Image point grounding data:
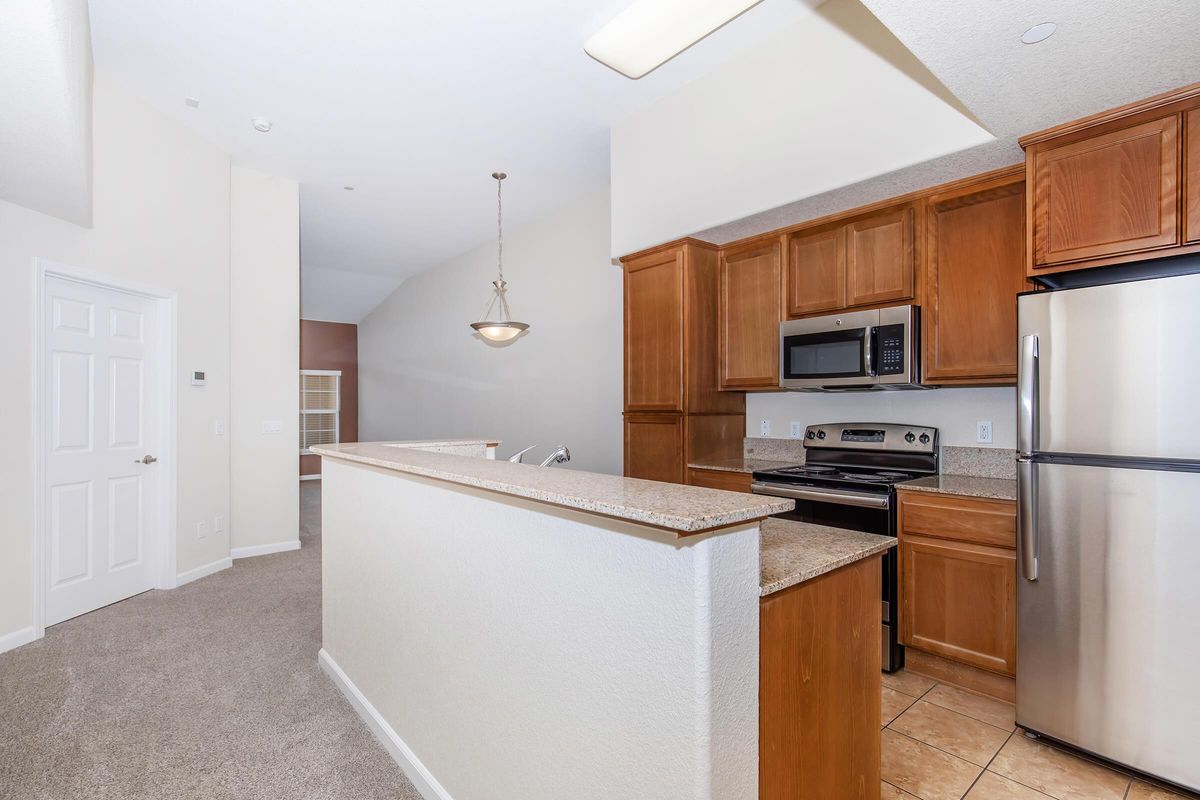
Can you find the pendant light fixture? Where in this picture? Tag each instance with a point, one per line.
(501, 326)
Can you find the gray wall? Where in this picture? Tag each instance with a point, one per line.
(425, 373)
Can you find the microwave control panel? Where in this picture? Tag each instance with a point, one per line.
(891, 344)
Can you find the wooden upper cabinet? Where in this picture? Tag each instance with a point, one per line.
(654, 296)
(958, 578)
(975, 266)
(1107, 194)
(1192, 178)
(654, 446)
(880, 258)
(750, 284)
(816, 271)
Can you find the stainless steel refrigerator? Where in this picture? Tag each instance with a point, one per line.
(1109, 522)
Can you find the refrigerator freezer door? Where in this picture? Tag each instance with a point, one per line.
(1117, 370)
(1109, 633)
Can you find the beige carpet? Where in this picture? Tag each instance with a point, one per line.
(209, 691)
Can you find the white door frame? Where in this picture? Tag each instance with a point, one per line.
(163, 569)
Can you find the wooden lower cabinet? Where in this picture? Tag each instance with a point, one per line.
(820, 687)
(975, 266)
(719, 479)
(958, 579)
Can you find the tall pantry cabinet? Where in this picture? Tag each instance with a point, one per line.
(675, 411)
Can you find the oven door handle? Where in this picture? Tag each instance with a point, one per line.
(840, 497)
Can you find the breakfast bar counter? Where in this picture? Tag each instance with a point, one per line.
(509, 630)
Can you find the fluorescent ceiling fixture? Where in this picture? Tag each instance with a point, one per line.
(651, 32)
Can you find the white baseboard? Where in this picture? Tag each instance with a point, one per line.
(264, 549)
(17, 638)
(203, 571)
(401, 753)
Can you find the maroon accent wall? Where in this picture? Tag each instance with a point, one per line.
(333, 346)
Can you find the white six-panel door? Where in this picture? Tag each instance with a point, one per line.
(102, 370)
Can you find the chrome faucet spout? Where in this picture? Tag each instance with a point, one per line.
(561, 456)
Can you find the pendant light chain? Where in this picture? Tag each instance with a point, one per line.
(499, 224)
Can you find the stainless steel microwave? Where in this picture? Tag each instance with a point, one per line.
(856, 350)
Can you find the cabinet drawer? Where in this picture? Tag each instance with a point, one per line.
(964, 519)
(719, 479)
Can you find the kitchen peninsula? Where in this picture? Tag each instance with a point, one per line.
(510, 631)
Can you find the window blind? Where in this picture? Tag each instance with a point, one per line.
(319, 408)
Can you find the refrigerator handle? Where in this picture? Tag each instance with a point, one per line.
(1027, 401)
(1027, 517)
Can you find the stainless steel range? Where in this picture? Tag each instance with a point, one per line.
(849, 481)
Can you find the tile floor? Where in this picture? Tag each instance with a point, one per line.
(943, 743)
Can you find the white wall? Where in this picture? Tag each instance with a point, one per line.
(538, 653)
(954, 411)
(826, 102)
(423, 372)
(264, 265)
(162, 218)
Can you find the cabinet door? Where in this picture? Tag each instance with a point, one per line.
(975, 269)
(959, 601)
(1105, 196)
(749, 317)
(816, 271)
(880, 258)
(1192, 176)
(718, 479)
(654, 446)
(654, 332)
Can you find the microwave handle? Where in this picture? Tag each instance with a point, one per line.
(869, 350)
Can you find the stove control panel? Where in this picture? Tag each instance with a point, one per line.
(871, 435)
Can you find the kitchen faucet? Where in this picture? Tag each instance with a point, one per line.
(561, 456)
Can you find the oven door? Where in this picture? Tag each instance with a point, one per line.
(828, 352)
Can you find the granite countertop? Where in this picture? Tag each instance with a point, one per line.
(995, 488)
(672, 506)
(795, 552)
(741, 464)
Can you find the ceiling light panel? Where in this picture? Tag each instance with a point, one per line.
(649, 32)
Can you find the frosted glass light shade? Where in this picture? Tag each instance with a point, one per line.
(499, 331)
(651, 32)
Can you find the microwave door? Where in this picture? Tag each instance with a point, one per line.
(834, 356)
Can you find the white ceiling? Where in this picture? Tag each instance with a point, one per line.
(46, 73)
(1105, 53)
(414, 104)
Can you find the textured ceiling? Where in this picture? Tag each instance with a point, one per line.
(46, 72)
(412, 103)
(1105, 53)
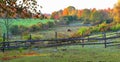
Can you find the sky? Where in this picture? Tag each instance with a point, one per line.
(48, 6)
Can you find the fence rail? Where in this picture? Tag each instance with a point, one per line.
(59, 42)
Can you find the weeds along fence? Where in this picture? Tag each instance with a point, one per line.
(102, 38)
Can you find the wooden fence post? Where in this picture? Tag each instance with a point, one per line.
(104, 37)
(3, 44)
(83, 42)
(88, 38)
(56, 38)
(3, 37)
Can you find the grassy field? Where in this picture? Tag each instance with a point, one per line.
(93, 53)
(25, 22)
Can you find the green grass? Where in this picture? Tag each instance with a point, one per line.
(25, 22)
(94, 53)
(30, 22)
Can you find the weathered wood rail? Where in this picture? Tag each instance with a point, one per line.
(60, 42)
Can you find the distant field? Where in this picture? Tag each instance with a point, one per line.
(93, 53)
(29, 22)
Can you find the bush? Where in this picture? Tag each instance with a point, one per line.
(18, 29)
(115, 27)
(37, 37)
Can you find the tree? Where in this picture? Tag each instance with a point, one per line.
(95, 16)
(86, 15)
(10, 9)
(117, 12)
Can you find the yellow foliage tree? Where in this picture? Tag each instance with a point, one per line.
(117, 12)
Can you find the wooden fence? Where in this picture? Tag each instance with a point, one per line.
(60, 42)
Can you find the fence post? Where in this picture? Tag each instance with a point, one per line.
(56, 38)
(3, 44)
(30, 37)
(82, 41)
(88, 38)
(104, 37)
(3, 37)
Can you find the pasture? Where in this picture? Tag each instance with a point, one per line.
(73, 53)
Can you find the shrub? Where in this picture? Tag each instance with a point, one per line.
(18, 29)
(82, 31)
(37, 37)
(34, 28)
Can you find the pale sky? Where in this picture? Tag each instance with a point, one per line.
(55, 5)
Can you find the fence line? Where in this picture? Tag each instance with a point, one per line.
(57, 42)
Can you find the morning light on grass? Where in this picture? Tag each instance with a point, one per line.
(59, 31)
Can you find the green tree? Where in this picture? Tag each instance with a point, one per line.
(86, 15)
(117, 12)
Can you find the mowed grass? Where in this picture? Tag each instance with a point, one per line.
(93, 53)
(30, 22)
(25, 22)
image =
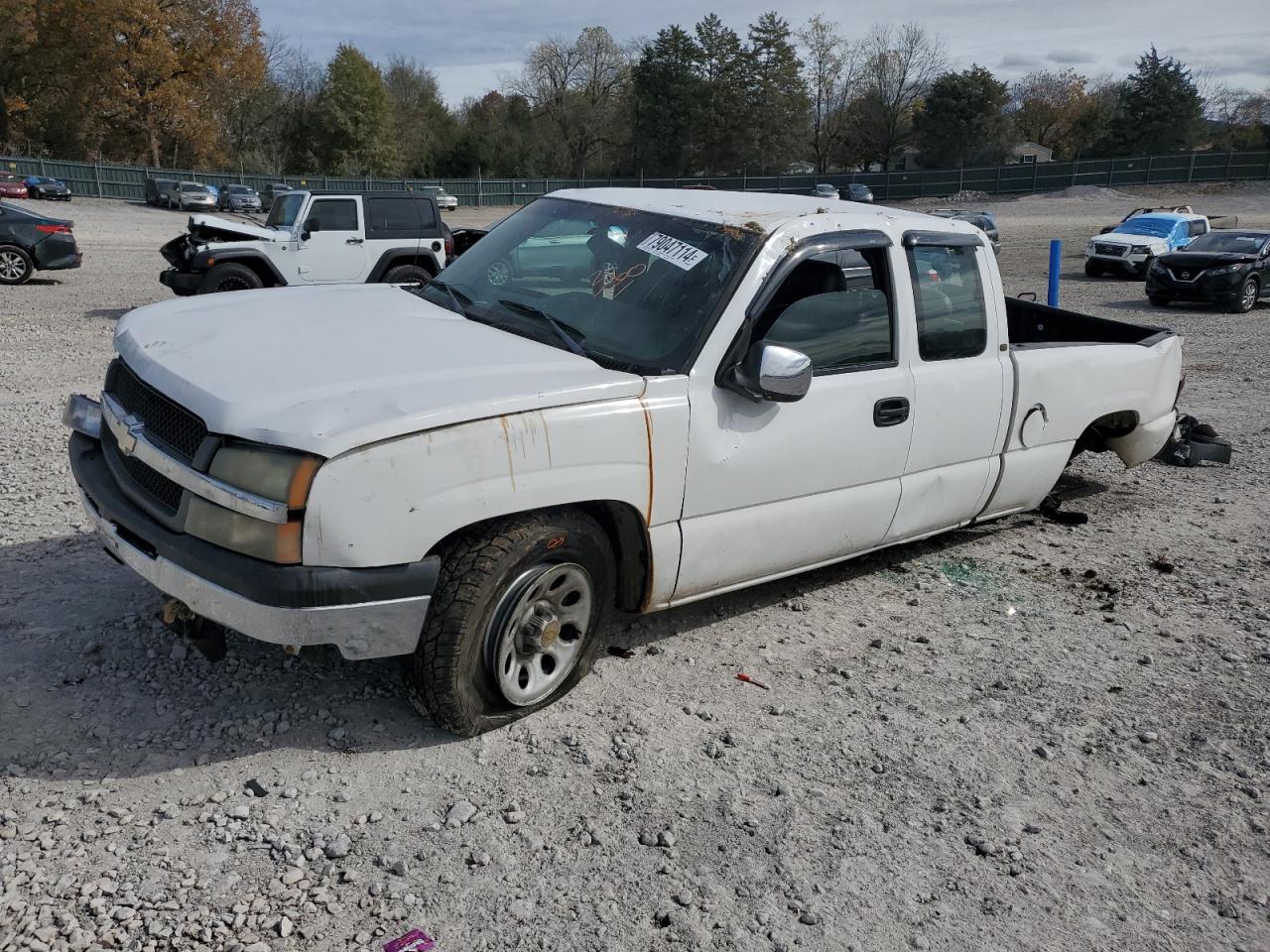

§ Exercise directions
Exact copy, no pictures: write out all the records above.

§ Result below
Can you find the pendant light fixture? Where in this picture? Tag each instance with a point, one per line.
(501, 326)
Can you find the gray wall? Where in this picture? Tag each instance with a point, one per line.
(425, 373)
Can you find the microwave control panel? Where in this picture? Tag each instance with a point, one per line.
(891, 344)
Can you find the wooden upper cabinet? Where in this picture? Tag each instance with a point, one per line.
(654, 296)
(958, 578)
(975, 266)
(1107, 194)
(1192, 178)
(654, 446)
(880, 258)
(750, 284)
(816, 271)
Can you find the stainless steel refrigerator? Where in this picture? Tag each instance with a point, one per line.
(1109, 522)
Can you find the refrigerator freezer door? Where in this picture? Tag each instance with a point, one per line.
(1117, 370)
(1109, 633)
Can you find the beige carpet? Where in this picture? Tag each instance with a point, one per line.
(209, 691)
Can you find the white door frame? Where in this picture? Tag each instance with a point, one per line.
(163, 569)
Can you find the wooden lower cabinet? Where in this picture? Tag each instance with a point, one per line.
(820, 687)
(975, 266)
(719, 479)
(958, 579)
Can you find the tall pantry cabinet? Where in this picture? Tag each instance with a point, one per line.
(675, 411)
Can you find the oven door handle? Where in this picture? Tag each instance with a point, one per line.
(840, 497)
Can you find the breakfast bar counter? Where in this picture? Tag each instance with a point, one per line.
(509, 630)
Can you find the fluorescent ceiling fixture? Where in this picture? Tag each instance with a point, one per line.
(651, 32)
Can you find the white baseboard? Where in this picture? Tag each instance with a point, one per line.
(264, 549)
(17, 638)
(203, 571)
(401, 753)
Can you find the maroon accent wall? Where in this picture? Tag each instance with a point, one per line.
(333, 346)
Can you find the white six-panel door? Where in this picture? Tag each instance with a point, one per line.
(102, 370)
Can you find the chrome faucet spout? Where in this picture? Tag each instance with a point, one per line.
(561, 456)
Can you find the pendant light chain? Where in this picture? Tag each instance with a point, one per line.
(499, 224)
Can you find the stainless steel microwave? Where in this picture? Tag each instance with a point, one per line.
(856, 350)
Can you find the cabinet drawer? Where in this picture? Tag each instance with a point, one per line.
(964, 519)
(719, 479)
Can you find the kitchen peninsula? Where in this picture? Tag each instance with a point, one per line.
(510, 631)
Can you find the window blind? Where in this picture? Tag each instance with a point, one per line.
(319, 408)
Can you find the refrigerator handle? Where in this picture? Tag each instance with a point, one per line.
(1027, 401)
(1027, 517)
Can you find the stainless steel range? Where in this picture? Tag each instance with a point, one per line.
(849, 481)
Can you find the tile floor? Where in this picture? Tag each instance with a point, one per line.
(943, 743)
Can you find the white wall? Where in this picture? Tag each instance with a point, one per line.
(538, 653)
(954, 411)
(826, 102)
(423, 372)
(264, 265)
(162, 218)
Can you find the cabinet door? Where in this picture? Tag each instance with a point, one per line.
(975, 269)
(959, 601)
(1105, 196)
(749, 317)
(816, 271)
(880, 258)
(1192, 176)
(718, 479)
(654, 446)
(654, 332)
Can you find the microwave handle? Where in this picture? Tag each instance with a point, one per line.
(869, 350)
Can you find the stove control panel? Where in this picture? Tag each instance with a point, one per line.
(871, 435)
Can you find the kitchen faucet? Where in this picture? Tag each instance with a point, one per line.
(561, 456)
Can you find the oven door? Where in this picture? Tag each instance with a point, one per line.
(828, 352)
Can you find the granite countertop? Where in this picture? Tag each instance with a point, one per line.
(995, 488)
(672, 506)
(795, 552)
(741, 464)
Can you find the ceiling light panel? Where in this picture? Tag each instance with a point, one per line.
(649, 32)
Can you find the frosted glass light shade? Where in this picture? Tag each instance with a point, one per line.
(499, 331)
(651, 32)
Can you find the microwave door? Where in this picture? Tag each instance with a point, one per line.
(834, 356)
Can you find the white ceiling? Where in this picture? Tag each instance with a point, one per line.
(46, 73)
(1105, 53)
(414, 104)
Can you find the textured ceiling? Where in this picture? Tag each instance with a point, one per line.
(46, 72)
(412, 103)
(1105, 53)
Can you find the sky? Where in this picture? Tag each instance with a point, one per line.
(48, 6)
Can you find the fence rail? Where in this picture? Tag each instance with a point, one per line.
(59, 42)
Can you find the weeds along fence? Where in this picture? Tag each instance with a point, one per line.
(102, 38)
Can you find the wooden fence post? Where in this picture? Tag each instance with a point, one per line.
(104, 37)
(3, 44)
(83, 42)
(88, 38)
(56, 38)
(3, 37)
Can you find the grassy field? Where in this picture? Tag each instance with a point, one per line.
(93, 53)
(25, 22)
Can you find the green grass? Where in this picture? Tag each instance with a point, one per line.
(25, 22)
(94, 53)
(30, 22)
Can you find the weathered wood rail? Where in this picture? Tag each instance with a point, one per line.
(60, 42)
Can you find the distant field? Where in this picture? Tag each instance with a point, one per line.
(93, 53)
(29, 22)
Can you find the bush? Where in this picture? Tag each instance with a point, one per line.
(18, 29)
(115, 27)
(37, 37)
Can you find the tree? Where in this picture? Tag each instance with a point, one per line.
(95, 16)
(86, 15)
(10, 9)
(117, 12)
Can you find the yellow foliage tree? Where in this picture? Tag each instance with a point, one per line.
(117, 12)
Can you find the wooden fence? Where in this picture? Tag each instance with a point, one per line.
(60, 42)
Can you find the fence post? Where in this picture? Tag each instance with a point, one per line.
(56, 38)
(3, 44)
(30, 37)
(82, 41)
(88, 38)
(104, 37)
(3, 37)
Can you find the pasture? Where in this picture? Tag each instance with a point, one per line.
(73, 53)
Can you find the shrub? Where in this picture? Tag each instance with a point, one per line.
(18, 29)
(82, 31)
(37, 37)
(34, 28)
Can you find the pale sky? Where in this picture? Tag each instance with a point, one per line.
(55, 5)
Can you find the fence line? Where in this picture? Tag each instance with a point, one per line.
(57, 42)
Can you find the morning light on grass? Where in this picture? Tag each instance with a point, one per line.
(59, 31)
Can you find the green tree? Where in this picture? Tag each instance with a point, one per line.
(86, 15)
(117, 12)
Can you find the mowed grass? Where in this picture? Tag each instance with a point, one per line.
(93, 53)
(30, 22)
(25, 22)
image =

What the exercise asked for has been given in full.